_Passage cité_:
Avec Femmes de réconfort, esclaves sexuelles de l'armée japonaise, Jung Kyung-a livre une réalité historique bouleversante. Aboutissement d'un véritable travail de documentation, elle explique le contexte historique et la mise en place du système permettant "d'alimenter" les "maisons de réconfort".
Pour les personnes s'intéressant à l'histoire de la zone Pacifique, il s'agit d'un ouvrage très bien fait et plus facile à aborder qu'un livre d'histoire classique. La lecture de La route de Sampo de Hwang Sok-Yong avait déjà attisé ma curiosité et en voyant dans le catalogue des éditions Au diable Vauvert, ce manhwa, je me suis dit que ce serait une occasion d'en apprendre plus.

_Extrait source_:
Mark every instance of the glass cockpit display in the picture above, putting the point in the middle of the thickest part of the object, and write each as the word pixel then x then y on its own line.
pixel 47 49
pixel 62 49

_Travail à faire_:
A: Recopiez, dans le passage sur Femmes de réconfort, l'extrait allant de « Pour les personnes » jusqu'à « d'en apprendre plus. ».
B: Répondez à ces questions à partir du passage sur Femmes de réconfort :
(i) Qui est l'auteure de Femmes de réconfort, esclaves sexuelles de l'armée japonaise ?
(ii) Quel livre de Hwang Sok-Yong avait déjà attisé la curiosité de la personne qui écrit ?
(iii) Dans le catalogue de quelle maison d'édition ce manhwa a-t-il été remarqué ?
C: Poursuivez le passage sur Femmes de réconfort après sa dernière phrase.

_Résultats_:
A:
Pour les personnes s'intéressant à l'histoire de la zone Pacifique, il s'agit d'un ouvrage très bien fait et plus facile à aborder qu'un livre d'histoire classique. La lecture de La route de Sampo de Hwang Sok-Yong avait déjà attisé ma curiosité et en voyant dans le catalogue des éditions Au diable Vauvert, ce manhwa, je me suis dit que ce serait une occasion d'en apprendre plus.

B:
(i) Jung Kyung-a
(ii) La route de Sampo
(iii) Au diable Vauvert

C:
Le but est surtout d'informer, d'expliquer, pas d'accuser (d'ailleurs la préface et la note de l'auteure sont à lire). En reconstituant, les évènements historiques, les faits, il essaie davantage de comprendre comment et pourquoi des êtres humains ont pu agir ainsi. Si le style graphique peut ne pas attirer, il est parfait pour un sujet aussi grave. Le sujet doit être mis en valeur et certaines métaphores visuelles sont percutantes (ex. les baguettes japonaises plantées dans le crâne qui m'ont arrachées un cri de dégoût). Le livre est découpé en 3 chapitres relatant des évènements à travers le regard de 2 personnes différentes : Jan Ruff O'Herne, "femme de réconfort" d'origine néerlandaise et Aso Tetsuo, ancien médecin dans l'armée japonaise. Deux inserts mettent en lumière les différents termes existant avant "femmes de réconfort" ainsi que la violation des droit internationaux. À la fin, une bibliographie fournie présente de nombreux documents sur 3 thèmes différents : les 'femmes de réconfort' de l'armée japonaise, l'incident de Mandchourie et le massacre de Nankin ainsi que le rapport entre la guerre et les femmes. Il y a aussi une liste de sites internet dont certains ne sont pas disponibles en anglais.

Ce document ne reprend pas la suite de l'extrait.